## Exercise instructions
Repeat all the data word for word.

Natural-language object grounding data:

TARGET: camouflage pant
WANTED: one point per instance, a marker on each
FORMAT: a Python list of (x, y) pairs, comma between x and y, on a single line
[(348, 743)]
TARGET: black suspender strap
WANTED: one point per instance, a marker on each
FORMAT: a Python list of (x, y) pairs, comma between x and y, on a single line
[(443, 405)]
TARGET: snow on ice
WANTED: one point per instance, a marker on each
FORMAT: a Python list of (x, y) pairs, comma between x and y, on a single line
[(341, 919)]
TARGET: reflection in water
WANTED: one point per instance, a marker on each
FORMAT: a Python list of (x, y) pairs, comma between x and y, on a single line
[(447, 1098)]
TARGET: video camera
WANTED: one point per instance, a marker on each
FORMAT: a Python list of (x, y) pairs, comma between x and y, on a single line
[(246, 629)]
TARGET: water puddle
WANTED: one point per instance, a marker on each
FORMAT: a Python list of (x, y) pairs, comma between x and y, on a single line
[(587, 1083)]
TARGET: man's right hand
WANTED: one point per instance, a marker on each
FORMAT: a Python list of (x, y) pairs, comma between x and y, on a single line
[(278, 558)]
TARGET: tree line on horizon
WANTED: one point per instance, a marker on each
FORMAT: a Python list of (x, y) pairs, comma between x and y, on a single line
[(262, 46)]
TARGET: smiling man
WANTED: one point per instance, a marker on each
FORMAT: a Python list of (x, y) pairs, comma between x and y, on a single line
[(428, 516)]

## Exercise result
TARGET: camouflage pant
WANTED: one point per instance, a marker on each
FORMAT: a Python list of (x, y) pairs, comma between x and y, on a single line
[(348, 743)]
TARGET: black suspender strap
WANTED: one point per instance, a marker on each
FORMAT: a Python list of (x, y) pairs, comma between x and y, on a single line
[(443, 405)]
TARGET: snow on ice
WANTED: one point per instance, a marker on each
FORMAT: a Python list of (x, y) pairs, comma between x and y, on a single line
[(341, 919)]
TARGET: reflection in water
WANTED: one point per instance, a marker on each
FORMAT: a Python list of (x, y) pairs, comma between x and y, on a single line
[(447, 1098)]
TARGET: video camera
WANTED: one point per instance, a marker on each
FORMAT: a Python list of (x, y) pairs, comma between x and y, on a single line
[(246, 629)]
TARGET: water puddle
WANTED: one point per instance, a marker on each
FORMAT: a Python list of (x, y) pairs, comma between x and y, on a single line
[(587, 1083)]
TARGET: man's right hand
WANTED: one point per instance, a marker on each
FORMAT: a Python list of (x, y) pairs, comma between x and y, on a single line
[(278, 558)]
TARGET: tree line on horizon
WANTED: one point per instance, a marker on each
FORMAT: a Python list of (x, y) pairs, comma between x and y, on a single line
[(262, 46)]
TARGET: smiling man
WANTED: one point per instance, a marker on each
FORMAT: a Python list of (x, y) pairs, comma between x and y, on a single line
[(428, 516)]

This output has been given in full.